▸ **Aufgabe**: Schreiben Sie aus dem Lesetext die Passage zwischen „Fragen der Urheberschaft, nach“ und „Fiktion zu unterscheiden.“ einschließlich wörtlich ab.

▸ **Lesetext**:
____

Nachdrücklich in Erinnerung bleibt vor allem der Beitrag des jamaikanisch-britisch-amerikanischen Architekten und Filmemachers Kordae Jatafa Henry, der sich in Musikvideos und Kurzfilmen mit den komplexen Themen Mystik und Ritual, Popkultur, neue Technologien, Geschlecht und Identität auseinandersetzt. Sein 2019 entstandener Kurzfilm „Earth Mother, Sky Father“ spielt im Jahr 2030 in einer verlassenen Mine im Kongo, einem Ort wie viele hundert andere, an dem Arbeiter unter unmenschlichen Bedingungen schuften, um Rohstoffe zu gewinnen, die in den Westen exportiert und für die Verwendung in technischen Geräten wie Smartphones verarbeitet werden. In der Zukunftsvision gehören die Mine und die wertvollen Ressourcen der Region den Menschen, die dort leben. Henry stellt ein Szenario vor, in dem durch traditionelle kulturelle Elemente wie Tanz, Performance und Rituale neue Bedeutungen hervorgerufen werden.
Fragen der Urheberschaft, nach der Authentizität und dem Eigentum bei der Verwendung von 3D-Scans und -Modellen, die es beispielsweise ermöglichen, verlorene oder zerstörte Artefakte wiederherzustellen oder Figuren und Objekte mit unterschiedlicher Bedeutung und Herkunft zu neuen Kombinationen zusammenzufügen, werden im Bereich „Research Investigation“ verhandelt. Bilder die mit Open-Source-KI-Generatoren erzeugt werden, machen es schwieriger denn je, zwischen Realität und KI-generierter Fiktion zu unterscheiden.

____

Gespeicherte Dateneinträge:
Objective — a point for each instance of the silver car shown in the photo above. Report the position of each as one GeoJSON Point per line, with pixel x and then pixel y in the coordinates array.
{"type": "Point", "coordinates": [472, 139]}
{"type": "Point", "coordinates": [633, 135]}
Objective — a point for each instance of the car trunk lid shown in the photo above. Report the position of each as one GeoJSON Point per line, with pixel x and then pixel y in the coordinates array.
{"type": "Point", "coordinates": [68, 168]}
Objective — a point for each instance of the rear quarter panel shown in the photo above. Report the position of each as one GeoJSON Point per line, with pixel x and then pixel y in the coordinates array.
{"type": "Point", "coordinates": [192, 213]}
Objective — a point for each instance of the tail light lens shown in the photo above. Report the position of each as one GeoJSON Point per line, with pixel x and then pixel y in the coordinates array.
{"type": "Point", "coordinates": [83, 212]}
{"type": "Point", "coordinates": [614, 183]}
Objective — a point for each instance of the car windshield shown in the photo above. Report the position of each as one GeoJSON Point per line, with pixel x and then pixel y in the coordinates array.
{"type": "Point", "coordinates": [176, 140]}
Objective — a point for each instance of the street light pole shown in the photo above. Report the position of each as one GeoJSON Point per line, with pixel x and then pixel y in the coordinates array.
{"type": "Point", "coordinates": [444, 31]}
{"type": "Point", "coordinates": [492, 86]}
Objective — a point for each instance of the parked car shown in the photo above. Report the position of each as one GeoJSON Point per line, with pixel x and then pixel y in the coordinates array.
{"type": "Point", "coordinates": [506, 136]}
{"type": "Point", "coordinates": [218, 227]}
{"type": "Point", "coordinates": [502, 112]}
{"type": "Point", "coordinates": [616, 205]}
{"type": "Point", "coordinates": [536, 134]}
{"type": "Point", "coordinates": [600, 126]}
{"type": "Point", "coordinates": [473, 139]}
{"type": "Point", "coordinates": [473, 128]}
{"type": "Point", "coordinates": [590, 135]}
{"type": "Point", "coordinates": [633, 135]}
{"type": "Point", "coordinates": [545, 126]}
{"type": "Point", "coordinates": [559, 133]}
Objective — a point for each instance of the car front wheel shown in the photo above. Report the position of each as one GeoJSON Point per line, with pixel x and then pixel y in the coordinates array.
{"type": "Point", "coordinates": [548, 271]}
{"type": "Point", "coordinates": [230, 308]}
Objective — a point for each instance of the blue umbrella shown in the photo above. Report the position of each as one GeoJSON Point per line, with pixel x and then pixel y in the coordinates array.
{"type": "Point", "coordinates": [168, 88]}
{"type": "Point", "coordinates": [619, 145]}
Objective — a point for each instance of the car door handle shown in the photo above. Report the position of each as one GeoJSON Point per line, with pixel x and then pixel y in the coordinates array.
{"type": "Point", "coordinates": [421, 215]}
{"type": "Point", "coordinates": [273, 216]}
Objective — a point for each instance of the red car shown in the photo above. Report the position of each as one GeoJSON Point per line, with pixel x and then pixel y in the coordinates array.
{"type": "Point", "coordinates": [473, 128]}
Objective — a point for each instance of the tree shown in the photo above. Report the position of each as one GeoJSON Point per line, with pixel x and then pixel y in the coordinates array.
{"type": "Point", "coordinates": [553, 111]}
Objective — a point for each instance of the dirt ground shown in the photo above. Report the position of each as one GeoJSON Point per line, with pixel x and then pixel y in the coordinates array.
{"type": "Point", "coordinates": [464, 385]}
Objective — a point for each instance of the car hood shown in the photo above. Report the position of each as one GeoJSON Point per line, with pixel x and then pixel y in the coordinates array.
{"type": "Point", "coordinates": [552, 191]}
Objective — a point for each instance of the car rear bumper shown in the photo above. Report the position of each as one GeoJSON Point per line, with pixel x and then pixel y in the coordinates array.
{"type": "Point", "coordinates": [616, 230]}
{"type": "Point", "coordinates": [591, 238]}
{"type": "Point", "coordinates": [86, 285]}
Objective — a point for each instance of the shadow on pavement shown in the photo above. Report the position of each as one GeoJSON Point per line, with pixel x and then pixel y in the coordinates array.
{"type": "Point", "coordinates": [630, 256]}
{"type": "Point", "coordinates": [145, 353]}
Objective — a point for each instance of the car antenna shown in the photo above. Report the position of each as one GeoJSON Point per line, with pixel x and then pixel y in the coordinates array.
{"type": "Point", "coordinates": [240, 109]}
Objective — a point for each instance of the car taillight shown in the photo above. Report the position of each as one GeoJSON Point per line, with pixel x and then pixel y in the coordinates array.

____

▸ **Antwort**:
Fragen der Urheberschaft, nach der Authentizität und dem Eigentum bei der Verwendung von 3D-Scans und -Modellen, die es beispielsweise ermöglichen, verlorene oder zerstörte Artefakte wiederherzustellen oder Figuren und Objekte mit unterschiedlicher Bedeutung und Herkunft zu neuen Kombinationen zusammenzufügen, werden im Bereich „Research Investigation“ verhandelt. Bilder die mit Open-Source-KI-Generatoren erzeugt werden, machen es schwieriger denn je, zwischen Realität und KI-generierter Fiktion zu unterscheiden.